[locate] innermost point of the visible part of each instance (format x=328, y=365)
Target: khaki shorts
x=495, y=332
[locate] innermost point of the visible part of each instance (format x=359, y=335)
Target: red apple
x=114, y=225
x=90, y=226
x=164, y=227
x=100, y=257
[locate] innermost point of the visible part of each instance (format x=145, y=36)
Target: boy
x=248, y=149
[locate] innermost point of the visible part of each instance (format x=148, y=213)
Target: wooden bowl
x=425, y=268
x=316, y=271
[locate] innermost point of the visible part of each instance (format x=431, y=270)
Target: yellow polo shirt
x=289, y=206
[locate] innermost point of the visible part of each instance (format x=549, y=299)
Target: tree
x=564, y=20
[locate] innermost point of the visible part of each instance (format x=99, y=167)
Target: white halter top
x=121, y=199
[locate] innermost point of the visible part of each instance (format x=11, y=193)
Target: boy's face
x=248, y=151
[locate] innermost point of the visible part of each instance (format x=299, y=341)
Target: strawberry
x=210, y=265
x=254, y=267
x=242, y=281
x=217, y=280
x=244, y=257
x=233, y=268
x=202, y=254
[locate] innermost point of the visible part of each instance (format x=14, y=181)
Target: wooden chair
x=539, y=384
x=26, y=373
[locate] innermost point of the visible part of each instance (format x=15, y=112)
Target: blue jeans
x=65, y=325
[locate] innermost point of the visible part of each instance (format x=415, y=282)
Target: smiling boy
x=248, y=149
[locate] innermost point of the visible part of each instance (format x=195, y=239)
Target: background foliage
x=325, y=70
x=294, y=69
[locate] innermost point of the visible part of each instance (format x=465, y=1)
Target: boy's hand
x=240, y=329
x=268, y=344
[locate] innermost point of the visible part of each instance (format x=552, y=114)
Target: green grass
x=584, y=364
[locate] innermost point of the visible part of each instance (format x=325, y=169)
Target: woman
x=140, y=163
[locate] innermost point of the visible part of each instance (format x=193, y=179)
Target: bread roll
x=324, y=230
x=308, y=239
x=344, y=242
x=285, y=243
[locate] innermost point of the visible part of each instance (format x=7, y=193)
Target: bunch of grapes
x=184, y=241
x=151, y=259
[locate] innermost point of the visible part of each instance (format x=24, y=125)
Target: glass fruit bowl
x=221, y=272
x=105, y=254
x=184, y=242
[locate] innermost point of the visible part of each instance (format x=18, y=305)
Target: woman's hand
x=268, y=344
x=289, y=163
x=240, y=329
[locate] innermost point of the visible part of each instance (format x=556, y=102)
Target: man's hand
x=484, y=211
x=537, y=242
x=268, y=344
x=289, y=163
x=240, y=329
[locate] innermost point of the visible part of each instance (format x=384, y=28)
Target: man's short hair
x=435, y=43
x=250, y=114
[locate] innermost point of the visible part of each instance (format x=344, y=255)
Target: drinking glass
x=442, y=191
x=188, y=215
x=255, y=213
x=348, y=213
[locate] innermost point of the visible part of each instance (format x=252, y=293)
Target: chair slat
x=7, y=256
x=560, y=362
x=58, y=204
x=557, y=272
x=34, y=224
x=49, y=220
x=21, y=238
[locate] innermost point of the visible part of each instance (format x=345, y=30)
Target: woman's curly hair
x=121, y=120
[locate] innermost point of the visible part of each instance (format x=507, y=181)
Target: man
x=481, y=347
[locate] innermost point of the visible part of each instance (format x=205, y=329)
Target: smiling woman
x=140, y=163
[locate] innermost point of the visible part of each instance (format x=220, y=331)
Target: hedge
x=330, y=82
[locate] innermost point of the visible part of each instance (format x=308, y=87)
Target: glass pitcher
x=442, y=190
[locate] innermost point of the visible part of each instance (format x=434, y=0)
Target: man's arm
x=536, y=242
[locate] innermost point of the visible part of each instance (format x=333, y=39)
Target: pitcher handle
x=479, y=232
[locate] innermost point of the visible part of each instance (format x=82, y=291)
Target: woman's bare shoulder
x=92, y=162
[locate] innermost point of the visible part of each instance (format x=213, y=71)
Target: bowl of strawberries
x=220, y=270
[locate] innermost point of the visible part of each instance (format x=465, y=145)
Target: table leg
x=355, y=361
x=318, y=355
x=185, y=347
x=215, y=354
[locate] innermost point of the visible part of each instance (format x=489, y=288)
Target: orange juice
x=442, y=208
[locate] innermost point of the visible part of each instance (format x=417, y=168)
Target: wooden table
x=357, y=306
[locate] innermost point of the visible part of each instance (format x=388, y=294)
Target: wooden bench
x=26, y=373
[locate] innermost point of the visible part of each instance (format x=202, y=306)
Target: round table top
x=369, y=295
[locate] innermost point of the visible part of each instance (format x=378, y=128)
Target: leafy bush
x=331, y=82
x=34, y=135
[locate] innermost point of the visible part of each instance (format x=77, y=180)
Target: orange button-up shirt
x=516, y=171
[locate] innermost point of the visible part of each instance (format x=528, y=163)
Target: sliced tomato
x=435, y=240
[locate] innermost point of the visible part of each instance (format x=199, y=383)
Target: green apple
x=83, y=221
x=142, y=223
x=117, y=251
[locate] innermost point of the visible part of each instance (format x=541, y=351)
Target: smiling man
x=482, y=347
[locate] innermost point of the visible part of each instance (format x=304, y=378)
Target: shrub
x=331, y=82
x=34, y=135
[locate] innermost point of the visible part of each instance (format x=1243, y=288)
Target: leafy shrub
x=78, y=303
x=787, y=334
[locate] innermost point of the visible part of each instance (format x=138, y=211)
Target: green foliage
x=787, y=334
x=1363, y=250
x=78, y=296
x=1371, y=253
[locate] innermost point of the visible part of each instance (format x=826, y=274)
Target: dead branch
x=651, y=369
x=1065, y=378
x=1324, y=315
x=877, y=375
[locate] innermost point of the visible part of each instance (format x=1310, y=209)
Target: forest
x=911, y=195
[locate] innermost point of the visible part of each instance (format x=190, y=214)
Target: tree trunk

### [CHALLENGE]
Change every "innermost point" in all of the data above to "most central point", and leave everything else as it is.

### [EXERCISE SOLUTION]
[locate] most central point of the visible part of each instance (format x=328, y=365)
Target: khaki shorts
x=495, y=332
[locate] most central point of the visible part of each instance (format x=359, y=335)
Target: red apple
x=114, y=225
x=90, y=226
x=164, y=227
x=100, y=257
[locate] most central point of the visible part of each instance (format x=145, y=36)
Target: boy
x=248, y=149
[locate] most central point of the visible part of each instance (format x=148, y=213)
Target: wooden bowl
x=425, y=268
x=316, y=271
[locate] most central point of the visible part of each instance (format x=431, y=270)
Target: yellow polo shirt
x=289, y=206
[locate] most central point of the visible part of each instance (format x=549, y=299)
Target: tree
x=564, y=20
[locate] most central point of the visible part of each instance (format x=99, y=167)
Target: white halter top
x=121, y=199
[locate] most central point of the visible part of each instance (format x=11, y=193)
Target: boy's face
x=248, y=151
[locate] most central point of the visible part of each instance (format x=299, y=341)
Target: strawberry
x=210, y=265
x=254, y=267
x=242, y=281
x=217, y=280
x=244, y=257
x=233, y=268
x=202, y=254
[locate] most central point of the visible part of each instance (format x=14, y=181)
Target: wooden chair
x=539, y=384
x=26, y=373
[locate] most central point of the visible part of each instance (format x=15, y=112)
Target: blue jeans
x=65, y=325
[locate] most central point of the visible part of each instance (format x=415, y=282)
Target: smiling boy
x=248, y=149
[locate] most central point of the visible part of each instance (format x=195, y=239)
Target: background foliage
x=325, y=70
x=294, y=69
[locate] most central point of the visible part of each instance (format x=465, y=1)
Target: boy's hand
x=240, y=329
x=268, y=344
[locate] most central point of the visible part of each instance (format x=552, y=114)
Target: green grass
x=584, y=364
[locate] most central point of the visible part of each instance (format x=325, y=169)
Target: woman
x=140, y=163
[locate] most central point of the visible part of each instance (format x=193, y=179)
Target: bread roll
x=324, y=230
x=308, y=239
x=344, y=242
x=285, y=243
[locate] most central point of the visible part of each instance (format x=7, y=193)
Target: bunch of grapes
x=184, y=241
x=151, y=259
[locate] most central point of the visible part of each instance (format x=24, y=125)
Target: glass fruit bowl
x=221, y=272
x=105, y=254
x=184, y=242
[locate] most central point of the visible part of each instance (format x=18, y=305)
Target: woman's hand
x=268, y=344
x=289, y=163
x=240, y=329
[locate] most central point of the visible part of each instance (format x=556, y=102)
Target: man's hand
x=484, y=211
x=537, y=242
x=268, y=344
x=289, y=163
x=240, y=329
[locate] most central point of the visible part of each instance (format x=384, y=28)
Target: man's short hair
x=435, y=43
x=250, y=114
[locate] most central point of the visible part of each instance (format x=344, y=255)
Target: drinking glass
x=442, y=191
x=188, y=215
x=255, y=213
x=348, y=213
[locate] most central point of the visible part of each instance (format x=252, y=293)
Target: chair slat
x=7, y=256
x=560, y=362
x=58, y=204
x=557, y=272
x=34, y=224
x=49, y=220
x=21, y=238
[locate] most central point of the visible part of each instance (format x=345, y=30)
Target: woman's curly hair
x=121, y=120
[locate] most central point of the visible part of each instance (format x=507, y=181)
Target: man
x=481, y=347
[locate] most central point of the visible part of each instance (format x=205, y=329)
Target: smiling woman
x=140, y=163
[locate] most central point of the visible part of each instance (format x=220, y=331)
Target: hedge
x=330, y=82
[locate] most central point of the visible part of each instance (format x=308, y=87)
Target: glass pitcher
x=442, y=190
[locate] most central point of the visible part of each instance (format x=434, y=0)
Target: man's arm
x=536, y=242
[locate] most central point of the visible part of each instance (format x=333, y=39)
Target: pitcher handle
x=479, y=232
[locate] most central point of the visible part of each instance (format x=82, y=291)
Target: woman's bare shoulder
x=92, y=162
[locate] most central point of the visible part of each instance (format x=213, y=71)
Target: bowl of strawberries
x=220, y=270
[locate] most central point of the visible part of each instance (format x=465, y=145)
Target: table leg
x=355, y=361
x=318, y=355
x=185, y=347
x=215, y=354
[locate] most central point of the visible part of each instance (format x=489, y=288)
Target: orange juice
x=442, y=208
[locate] most central point of the visible part of each instance (format x=417, y=168)
Target: wooden table
x=357, y=306
[locate] most central point of the visible part of each instance (format x=388, y=294)
Target: wooden bench
x=26, y=373
[locate] most central point of the visible part of each instance (format x=202, y=306)
Target: round table top
x=369, y=295
[locate] most central point of the visible part of each instance (format x=378, y=128)
Target: leafy bush
x=331, y=82
x=34, y=135
[locate] most central point of the visible part of each instance (format x=77, y=180)
Target: orange button-up shirt
x=516, y=171
[locate] most central point of the visible part of each instance (format x=528, y=163)
Target: sliced tomato
x=435, y=240
[locate] most central point of the visible part of each instance (format x=199, y=383)
Target: green apple
x=83, y=221
x=142, y=223
x=117, y=251
[locate] most central point of the visible part of each instance (format x=541, y=351)
Target: smiling man
x=482, y=347
[locate] most central point of the visible part of each instance (format x=304, y=378)
Target: shrub
x=331, y=82
x=34, y=135
[locate] most central point of the visible part of each instance (format x=1243, y=288)
Target: leafy shrub
x=78, y=303
x=787, y=334
[locate] most central point of the visible part of each instance (format x=138, y=211)
Target: green foliage
x=787, y=334
x=1363, y=250
x=78, y=296
x=1371, y=253
[locate] most central point of the visible part of each instance (format x=826, y=274)
Target: dead branch
x=651, y=369
x=1065, y=378
x=1324, y=315
x=877, y=375
[locate] most central point of the visible part of each instance (format x=1310, y=209)
Target: forest
x=911, y=195
[locate] most central point of the visible part of each instance (format x=190, y=214)
Target: tree trunk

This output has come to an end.